### Task to complete
In the entries below, find the line with "x=273, y=422" and the line with "x=508, y=304"; give again those lines and every line between them, exactly.

### Records provided
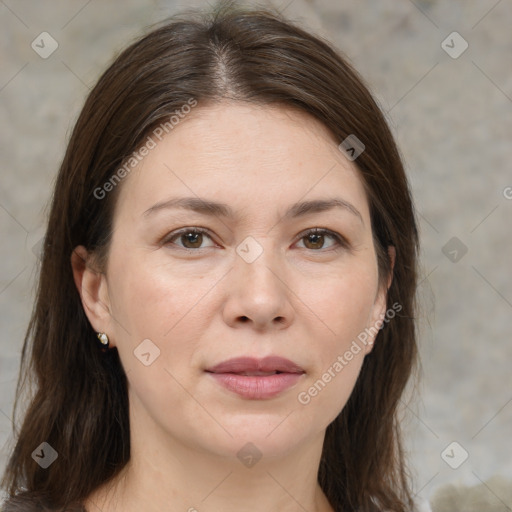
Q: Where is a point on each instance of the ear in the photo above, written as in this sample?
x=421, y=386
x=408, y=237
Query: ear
x=378, y=312
x=93, y=289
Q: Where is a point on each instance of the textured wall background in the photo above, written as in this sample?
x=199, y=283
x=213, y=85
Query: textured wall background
x=450, y=109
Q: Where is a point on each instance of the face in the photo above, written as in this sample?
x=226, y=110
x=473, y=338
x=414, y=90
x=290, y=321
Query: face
x=186, y=289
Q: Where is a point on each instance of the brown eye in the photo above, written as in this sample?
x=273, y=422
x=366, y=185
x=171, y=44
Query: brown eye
x=314, y=239
x=190, y=238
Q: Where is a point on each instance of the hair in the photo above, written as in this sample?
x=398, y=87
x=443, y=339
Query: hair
x=78, y=399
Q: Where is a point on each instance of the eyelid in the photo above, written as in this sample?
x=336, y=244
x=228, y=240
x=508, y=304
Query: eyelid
x=341, y=241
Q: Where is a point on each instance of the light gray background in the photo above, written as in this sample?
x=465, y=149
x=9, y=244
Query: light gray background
x=452, y=119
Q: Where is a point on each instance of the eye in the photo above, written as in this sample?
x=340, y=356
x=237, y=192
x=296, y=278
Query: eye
x=315, y=238
x=192, y=238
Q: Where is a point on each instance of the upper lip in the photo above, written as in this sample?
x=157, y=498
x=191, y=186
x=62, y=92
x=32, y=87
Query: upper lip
x=251, y=364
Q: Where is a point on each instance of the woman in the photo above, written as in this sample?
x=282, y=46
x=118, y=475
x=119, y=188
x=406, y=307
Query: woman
x=225, y=310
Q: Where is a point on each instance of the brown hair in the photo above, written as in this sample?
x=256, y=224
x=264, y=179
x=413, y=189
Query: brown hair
x=80, y=403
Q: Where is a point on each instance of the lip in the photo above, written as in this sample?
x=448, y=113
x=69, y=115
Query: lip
x=257, y=387
x=252, y=364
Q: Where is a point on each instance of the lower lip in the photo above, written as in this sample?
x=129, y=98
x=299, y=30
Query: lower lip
x=257, y=387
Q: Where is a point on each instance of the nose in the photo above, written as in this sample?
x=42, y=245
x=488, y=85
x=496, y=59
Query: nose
x=258, y=296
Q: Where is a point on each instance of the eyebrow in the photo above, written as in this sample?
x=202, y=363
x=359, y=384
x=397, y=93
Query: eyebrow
x=206, y=207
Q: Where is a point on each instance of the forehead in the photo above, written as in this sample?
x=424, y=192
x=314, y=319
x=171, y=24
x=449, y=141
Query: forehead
x=248, y=156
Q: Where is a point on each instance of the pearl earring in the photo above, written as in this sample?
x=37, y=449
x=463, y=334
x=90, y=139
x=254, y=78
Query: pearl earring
x=103, y=339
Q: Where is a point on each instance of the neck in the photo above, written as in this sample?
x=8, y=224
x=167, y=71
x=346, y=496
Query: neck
x=182, y=477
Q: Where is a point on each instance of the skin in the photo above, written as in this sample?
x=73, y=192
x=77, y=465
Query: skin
x=302, y=299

### Your response
x=273, y=422
x=366, y=185
x=171, y=44
Query: brown eye
x=314, y=239
x=190, y=238
Q: Where is a point on each instance of the hair in the photo above, written as in this sample?
x=398, y=87
x=443, y=339
Query: hair
x=78, y=399
Q: Where is a point on each instance of the eyelid in the photo above, written as in this sample?
x=336, y=244
x=228, y=240
x=508, y=304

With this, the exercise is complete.